[Image boundary labeling items]
++++++++++++++++++++

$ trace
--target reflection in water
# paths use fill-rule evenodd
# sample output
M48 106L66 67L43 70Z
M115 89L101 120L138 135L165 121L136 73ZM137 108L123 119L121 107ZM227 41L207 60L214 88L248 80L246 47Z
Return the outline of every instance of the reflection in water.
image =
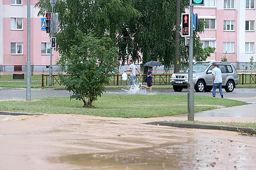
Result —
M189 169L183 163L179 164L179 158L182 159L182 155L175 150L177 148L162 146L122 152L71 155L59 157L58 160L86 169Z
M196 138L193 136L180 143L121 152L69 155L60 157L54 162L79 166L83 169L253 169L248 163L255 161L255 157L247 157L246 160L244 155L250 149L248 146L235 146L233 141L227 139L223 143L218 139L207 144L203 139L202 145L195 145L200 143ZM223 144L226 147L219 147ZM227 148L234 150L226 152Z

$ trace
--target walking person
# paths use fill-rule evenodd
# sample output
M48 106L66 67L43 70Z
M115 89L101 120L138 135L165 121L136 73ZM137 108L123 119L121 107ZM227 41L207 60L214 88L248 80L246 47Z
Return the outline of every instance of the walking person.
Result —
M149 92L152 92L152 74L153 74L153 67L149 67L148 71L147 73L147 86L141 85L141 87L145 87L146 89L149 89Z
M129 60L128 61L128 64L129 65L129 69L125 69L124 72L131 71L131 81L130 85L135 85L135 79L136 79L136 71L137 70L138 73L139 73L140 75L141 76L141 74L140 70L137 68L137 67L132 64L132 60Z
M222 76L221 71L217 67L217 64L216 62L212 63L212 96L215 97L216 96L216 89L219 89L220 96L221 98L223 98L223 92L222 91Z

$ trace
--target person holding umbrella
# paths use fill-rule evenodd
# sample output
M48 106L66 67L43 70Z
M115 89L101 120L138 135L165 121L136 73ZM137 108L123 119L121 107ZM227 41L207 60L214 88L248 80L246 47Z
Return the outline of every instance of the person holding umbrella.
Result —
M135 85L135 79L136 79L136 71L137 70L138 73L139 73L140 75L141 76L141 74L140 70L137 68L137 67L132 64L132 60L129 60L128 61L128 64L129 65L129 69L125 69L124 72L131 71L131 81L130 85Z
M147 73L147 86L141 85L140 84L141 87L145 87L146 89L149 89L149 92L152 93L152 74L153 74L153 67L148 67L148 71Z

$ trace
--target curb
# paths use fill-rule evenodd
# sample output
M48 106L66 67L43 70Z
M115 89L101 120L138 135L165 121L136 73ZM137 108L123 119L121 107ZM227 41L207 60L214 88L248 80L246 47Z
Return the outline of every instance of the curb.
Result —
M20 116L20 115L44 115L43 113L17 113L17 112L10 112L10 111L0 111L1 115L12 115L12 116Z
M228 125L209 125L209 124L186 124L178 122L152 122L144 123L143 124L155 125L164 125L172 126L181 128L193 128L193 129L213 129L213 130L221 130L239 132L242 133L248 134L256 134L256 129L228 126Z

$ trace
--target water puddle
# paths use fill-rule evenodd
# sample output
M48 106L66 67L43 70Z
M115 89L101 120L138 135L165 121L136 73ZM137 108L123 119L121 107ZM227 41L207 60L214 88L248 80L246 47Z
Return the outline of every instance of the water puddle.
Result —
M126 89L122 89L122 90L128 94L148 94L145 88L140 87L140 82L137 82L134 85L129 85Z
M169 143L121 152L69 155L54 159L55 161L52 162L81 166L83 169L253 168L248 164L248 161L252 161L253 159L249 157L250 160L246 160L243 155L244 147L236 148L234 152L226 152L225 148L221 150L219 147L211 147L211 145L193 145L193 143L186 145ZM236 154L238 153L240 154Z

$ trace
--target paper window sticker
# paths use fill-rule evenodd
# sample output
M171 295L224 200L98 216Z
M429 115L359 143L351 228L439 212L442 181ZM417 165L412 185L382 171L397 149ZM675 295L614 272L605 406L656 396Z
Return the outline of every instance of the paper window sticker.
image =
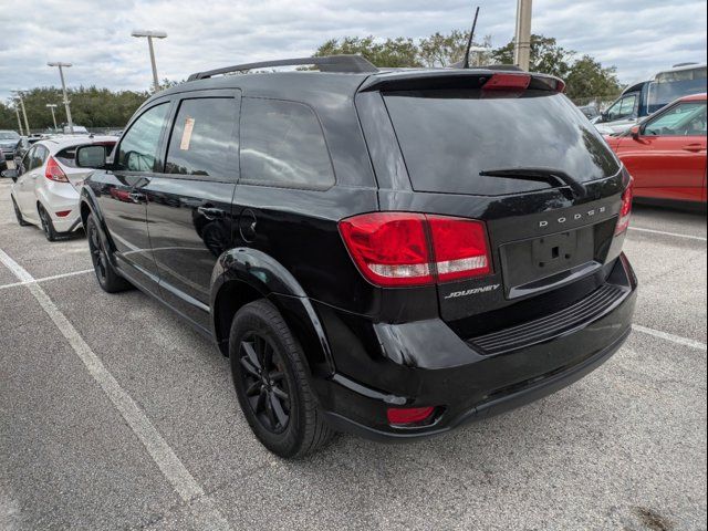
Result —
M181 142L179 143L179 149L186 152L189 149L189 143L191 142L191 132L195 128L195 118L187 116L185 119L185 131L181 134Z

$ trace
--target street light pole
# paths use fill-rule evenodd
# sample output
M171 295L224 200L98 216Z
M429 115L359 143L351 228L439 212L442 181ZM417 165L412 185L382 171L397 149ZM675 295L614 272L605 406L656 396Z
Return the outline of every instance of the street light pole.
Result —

++++++++++++++++++++

▶ [What is asked]
The material above must be printed exactly, with its pictures left out.

▶ [The response]
$ trace
--target reflection in water
# paths use fill-rule evenodd
# sample output
M48 106L66 67L43 70Z
M115 89L101 120L138 135L165 121L136 73ZM137 108L123 119L121 107ZM227 41L207 60L214 88L248 80L246 47Z
Return the outline of every instance of the reflection in water.
image =
Result —
M189 169L183 163L179 164L179 158L182 159L182 155L175 150L177 148L162 146L122 152L71 155L59 157L58 160L86 169Z
M196 138L193 136L180 143L121 152L69 155L60 157L54 162L79 166L83 169L253 169L248 163L255 161L255 157L247 157L246 160L244 155L250 149L248 146L235 146L233 141L227 139L223 143L218 139L207 144L203 139L202 145L195 145L200 143ZM223 144L226 147L219 147ZM227 148L234 150L226 152Z

$ trace
--target walking person
# paths use fill-rule evenodd
# sample output
M48 106L66 67L43 70Z
M115 89L101 120L138 135L165 121L136 73ZM137 108L123 119L121 107ZM227 41L207 60L214 88L248 80L246 47Z
Return the outline of every instance of the walking person.
Result —
M149 92L152 92L152 74L153 74L153 67L149 67L148 71L147 73L147 86L141 85L141 87L145 87L146 89L149 89Z
M129 60L128 61L128 64L129 65L129 69L125 69L124 72L131 71L131 81L130 85L135 85L135 79L136 79L136 71L137 70L138 73L139 73L140 75L141 76L141 74L140 70L137 68L137 67L132 64L132 60Z
M222 76L221 71L217 67L217 64L216 62L212 63L212 96L215 97L216 96L216 89L219 89L220 96L221 98L223 98L223 92L222 91Z

$ trace
--target person holding umbrella
# paths use fill-rule evenodd
# sample output
M48 106L66 67L43 70Z
M115 89L101 120L138 135L165 121L136 73ZM137 108L123 119L121 107ZM227 41L207 60L214 88L248 80L246 47Z
Return the outline of every instance of the person holding umbrella.
Result —
M135 85L135 79L136 79L136 71L137 70L138 73L139 73L140 75L141 76L141 74L140 70L137 68L137 67L132 64L132 60L129 60L128 61L128 64L129 65L129 69L125 69L124 72L131 71L131 81L130 85Z
M147 73L147 86L141 85L140 84L141 87L145 87L146 89L149 89L149 92L152 93L152 74L153 74L153 67L148 67L148 71Z

$ trace
--target curb
# paths use fill-rule evenodd
# sample output
M48 106L66 67L43 70Z
M115 89L101 120L138 135L165 121L136 73ZM137 108L123 119L121 107ZM227 41L207 60L214 88L248 80L246 47Z
Return the outline of every instance of the curb.
Result —
M20 116L20 115L44 115L43 113L17 113L17 112L10 112L10 111L0 111L1 115L12 115L12 116Z
M228 125L209 125L209 124L186 124L178 122L152 122L144 123L143 124L155 125L164 125L172 126L181 128L193 128L193 129L213 129L213 130L221 130L239 132L242 133L248 134L256 134L256 129L228 126Z

$ trace
--target water puddle
# paths use fill-rule evenodd
# sample output
M48 106L66 67L43 70Z
M115 89L101 120L138 135L165 121L136 73ZM137 108L123 119L121 107ZM227 41L207 60L214 88L248 80L246 47Z
Return the outline of every instance of the water puddle.
Result —
M126 89L122 89L122 90L128 94L148 94L145 88L140 87L140 82L137 82L134 85L129 85Z
M169 143L121 152L69 155L54 159L55 161L52 162L81 166L83 169L253 168L248 164L248 161L252 161L253 159L249 157L250 160L246 160L243 155L244 147L236 148L234 152L226 152L225 148L221 150L219 147L211 147L211 145L193 145L193 143L186 145ZM236 154L238 153L240 154Z

$ trace
--target paper window sticker
# paths use fill-rule evenodd
# sample output
M171 295L224 200L98 216Z
M429 115L359 143L351 228L439 212L442 181ZM417 165L412 185L382 171L397 149ZM675 295L614 272L605 406L656 396Z
Return the outline of every instance of the paper window sticker.
image =
Result —
M181 142L179 143L179 149L186 152L189 149L189 143L191 142L191 132L195 128L195 118L187 116L185 119L185 131L181 134Z

$ trace
--target street light pole
# paths use fill-rule evenodd
# sample output
M171 295L224 200L98 216Z
M429 115L359 143L351 228L439 212L442 181ZM417 165L412 185L382 171L397 149ZM675 295L614 272L605 406L656 396Z
Return the outline of every instance of the street light pole.
Result —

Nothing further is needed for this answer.